#### Given exercise 1:
Can you reproduce the Scotland travel passage below word for word, starting at the words "With beautiful architecture, towering" and stopping after "look in Edinburgh."?

Other sights in this area include the cute harbor of Balmaha Pier, from which you can catch a boat across to the small loch island of Inchcailloch.
Upon this island, you will find the small ruins of a church and graveyard that dates back to the 8th century. You will also find spectacular views from the highest point of the island, which is known to some as the best view in the entire region.
Visit the Capital of Scotland – Edinburgh
One last day trip that you can make from the buzzing, modern city fo Glasgow is a visit to the historical capital of Edinburgh. Where Glasgow charms visitors with its culture and nightlife, Edinburgh does so with its history and beauty.
Proudly acting as the capital of Scotland for over 500 years, Edinburgh is widely regarded as the most beautiful city in Scotland.
With beautiful architecture, towering townhouses and not to mention the unmistakable outline of the castle, high above the city, beauty is everywhere you look in Edinburgh.
During your visit to Edinburgh, some sights that you can easily check out in just one day include taking a stroll up the Royal Mile, visiting Edinburgh Castle, and finishing the day off with a sunset on Calton Hill.
The Royal Mile is the cobbled street that cuts directly through the middle of Old Town in Edinburgh. It is named such as it is the (roughly) one-mile route that takes you from the castle to Holyrood Palace.
This street would once have been the parade route that the Kings and Queens would have taken when they made their way to the palace from the castle.
Spread along the streets of the Royal Mile, you will find a huge range of tourist shops and quirky bars and restaurants. Starting at Holyrood Palace and walking up the hill to the castle is the best direction to go, as this will lead you to your next stop.
Edinburgh Castle sits high above the rest of the city, strategically placed at the top of a volcanic outcrop with sheer cliffs on all sides.
The park that lies below the castle on the north side was once a man-made loch, created by blocking the river that once ran through here and used as a defense against invaders.

#### Given entries:

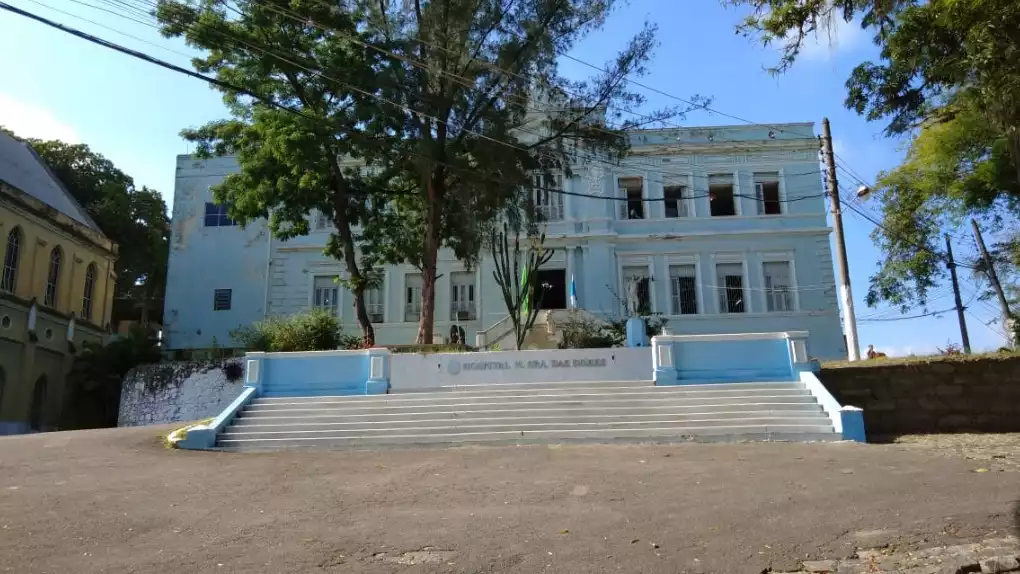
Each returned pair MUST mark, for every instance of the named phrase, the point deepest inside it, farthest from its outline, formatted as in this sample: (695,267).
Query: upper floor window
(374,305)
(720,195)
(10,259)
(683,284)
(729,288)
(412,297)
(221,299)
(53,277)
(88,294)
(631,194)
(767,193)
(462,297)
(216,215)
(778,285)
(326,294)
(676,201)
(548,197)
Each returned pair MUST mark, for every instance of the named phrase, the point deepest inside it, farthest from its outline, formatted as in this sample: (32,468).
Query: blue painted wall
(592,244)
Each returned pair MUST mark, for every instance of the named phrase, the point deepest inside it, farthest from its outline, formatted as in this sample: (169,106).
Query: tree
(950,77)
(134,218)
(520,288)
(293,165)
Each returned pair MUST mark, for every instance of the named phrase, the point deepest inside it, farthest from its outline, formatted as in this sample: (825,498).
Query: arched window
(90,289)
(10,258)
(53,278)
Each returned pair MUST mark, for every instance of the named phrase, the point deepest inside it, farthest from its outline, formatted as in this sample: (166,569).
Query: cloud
==
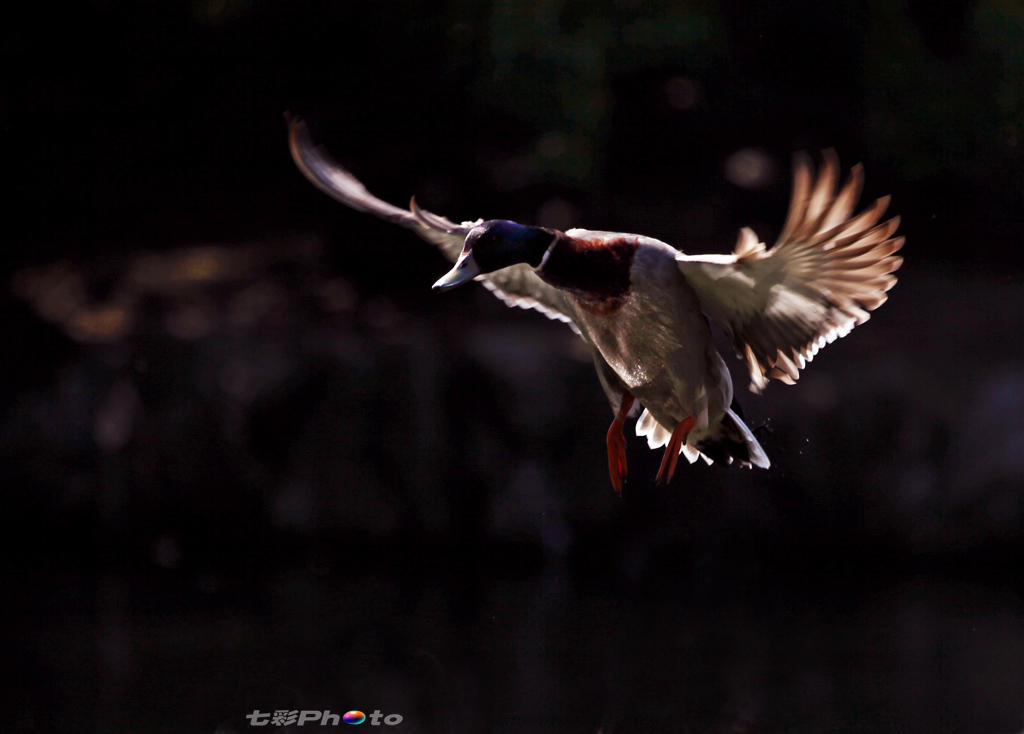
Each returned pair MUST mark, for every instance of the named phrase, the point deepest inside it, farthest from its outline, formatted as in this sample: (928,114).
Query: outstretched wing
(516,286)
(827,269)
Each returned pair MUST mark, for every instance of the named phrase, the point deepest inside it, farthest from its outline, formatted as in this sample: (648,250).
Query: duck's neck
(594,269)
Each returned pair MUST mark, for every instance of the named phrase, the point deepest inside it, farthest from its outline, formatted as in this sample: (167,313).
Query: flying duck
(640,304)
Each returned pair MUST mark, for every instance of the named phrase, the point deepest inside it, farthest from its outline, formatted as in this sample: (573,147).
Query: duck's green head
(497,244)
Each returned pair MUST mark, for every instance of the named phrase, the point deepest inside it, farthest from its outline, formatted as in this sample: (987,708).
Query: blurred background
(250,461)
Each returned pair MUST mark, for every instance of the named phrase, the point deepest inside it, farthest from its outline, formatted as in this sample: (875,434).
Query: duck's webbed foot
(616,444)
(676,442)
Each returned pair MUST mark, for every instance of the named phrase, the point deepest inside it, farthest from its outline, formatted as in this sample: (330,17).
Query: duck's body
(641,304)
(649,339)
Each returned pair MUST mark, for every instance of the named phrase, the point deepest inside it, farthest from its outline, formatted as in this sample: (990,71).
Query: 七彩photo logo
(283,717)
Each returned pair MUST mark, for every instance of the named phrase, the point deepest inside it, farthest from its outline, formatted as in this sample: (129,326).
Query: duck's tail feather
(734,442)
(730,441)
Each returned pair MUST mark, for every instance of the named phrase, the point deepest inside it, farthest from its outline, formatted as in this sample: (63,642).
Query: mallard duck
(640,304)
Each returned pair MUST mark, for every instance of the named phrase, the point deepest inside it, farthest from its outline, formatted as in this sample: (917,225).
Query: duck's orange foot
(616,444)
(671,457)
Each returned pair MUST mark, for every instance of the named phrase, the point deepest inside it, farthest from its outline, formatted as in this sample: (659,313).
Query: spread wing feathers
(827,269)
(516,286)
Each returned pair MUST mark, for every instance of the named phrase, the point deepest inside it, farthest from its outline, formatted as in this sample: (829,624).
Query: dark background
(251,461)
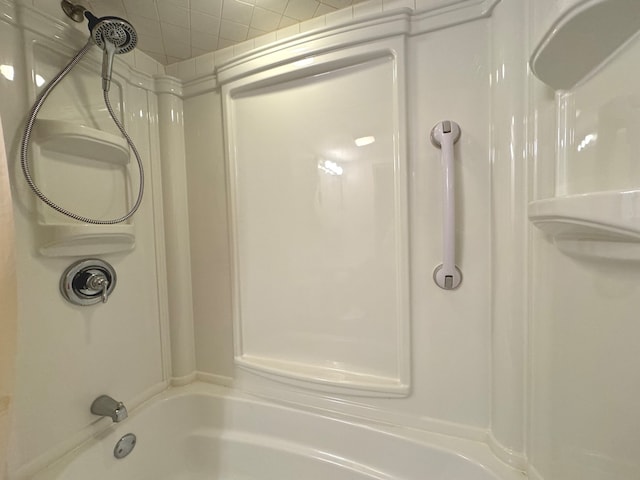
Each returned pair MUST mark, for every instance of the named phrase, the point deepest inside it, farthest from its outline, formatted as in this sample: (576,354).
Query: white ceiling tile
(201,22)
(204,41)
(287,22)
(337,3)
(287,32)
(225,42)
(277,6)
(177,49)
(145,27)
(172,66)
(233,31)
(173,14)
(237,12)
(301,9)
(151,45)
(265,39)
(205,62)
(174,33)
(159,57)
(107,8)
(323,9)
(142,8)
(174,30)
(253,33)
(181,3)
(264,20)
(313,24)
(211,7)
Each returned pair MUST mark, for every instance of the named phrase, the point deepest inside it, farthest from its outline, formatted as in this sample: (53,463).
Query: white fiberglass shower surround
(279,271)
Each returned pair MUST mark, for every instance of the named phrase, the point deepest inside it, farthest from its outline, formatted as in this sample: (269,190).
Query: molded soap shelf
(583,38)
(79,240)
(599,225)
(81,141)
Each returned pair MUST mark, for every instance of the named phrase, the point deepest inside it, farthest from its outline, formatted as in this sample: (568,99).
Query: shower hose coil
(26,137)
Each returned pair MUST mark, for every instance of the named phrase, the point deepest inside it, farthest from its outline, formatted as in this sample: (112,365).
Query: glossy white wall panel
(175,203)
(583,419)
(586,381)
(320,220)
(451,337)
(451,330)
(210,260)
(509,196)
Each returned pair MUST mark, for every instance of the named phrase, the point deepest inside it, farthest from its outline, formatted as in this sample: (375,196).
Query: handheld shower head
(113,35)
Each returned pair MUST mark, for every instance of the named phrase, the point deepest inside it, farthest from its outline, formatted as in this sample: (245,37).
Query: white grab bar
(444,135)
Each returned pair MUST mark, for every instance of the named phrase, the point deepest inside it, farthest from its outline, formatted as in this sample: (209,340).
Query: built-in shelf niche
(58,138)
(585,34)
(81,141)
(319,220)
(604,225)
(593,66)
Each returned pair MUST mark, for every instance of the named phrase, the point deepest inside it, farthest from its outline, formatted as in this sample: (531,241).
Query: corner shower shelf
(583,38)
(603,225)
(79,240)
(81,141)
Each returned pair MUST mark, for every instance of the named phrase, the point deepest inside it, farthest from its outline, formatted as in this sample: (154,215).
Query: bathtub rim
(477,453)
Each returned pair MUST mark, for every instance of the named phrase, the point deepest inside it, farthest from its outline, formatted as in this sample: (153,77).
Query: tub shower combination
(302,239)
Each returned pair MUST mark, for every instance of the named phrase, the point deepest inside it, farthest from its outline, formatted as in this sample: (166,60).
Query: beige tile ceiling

#### Given exercise 2:
Which lines in the rows above contain the word "duck"? Copy each of those lines in full.

#### Worked answer 1:
With beautiful architecture, towering townhouses and not to mention the unmistakable outline of the castle, high above the city, beauty is everywhere you look in Edinburgh.

#### Worked answer 2:
Query: duck's neck
Query: flying duck
Query: duck's green head
Query: duck's webbed foot
Query: duck's body
Query: duck's tail feather
Query: mallard duck
Query: duck's orange foot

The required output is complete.